-------- EXTRACTED DATA --------

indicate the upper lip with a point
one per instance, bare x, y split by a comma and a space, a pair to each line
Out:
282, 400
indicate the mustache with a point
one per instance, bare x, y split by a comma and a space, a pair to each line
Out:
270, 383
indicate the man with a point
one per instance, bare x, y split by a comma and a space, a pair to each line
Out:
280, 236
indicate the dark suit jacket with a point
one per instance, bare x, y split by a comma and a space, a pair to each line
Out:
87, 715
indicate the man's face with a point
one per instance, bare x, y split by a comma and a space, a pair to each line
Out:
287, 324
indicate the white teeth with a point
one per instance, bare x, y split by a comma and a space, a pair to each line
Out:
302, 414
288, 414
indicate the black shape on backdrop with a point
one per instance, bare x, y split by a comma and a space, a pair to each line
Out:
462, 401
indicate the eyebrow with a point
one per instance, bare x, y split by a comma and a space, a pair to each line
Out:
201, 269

--------
-------- EXTRACTED DATA --------

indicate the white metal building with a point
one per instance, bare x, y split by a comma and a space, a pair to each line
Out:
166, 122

--------

WRITTEN PROBLEM: Pick out every line of the data above that contains the word "white", treating uppercase and lowercase as different.

ANSWER IN FULL:
indicate the white teeth with a point
indicate the white metal building with a point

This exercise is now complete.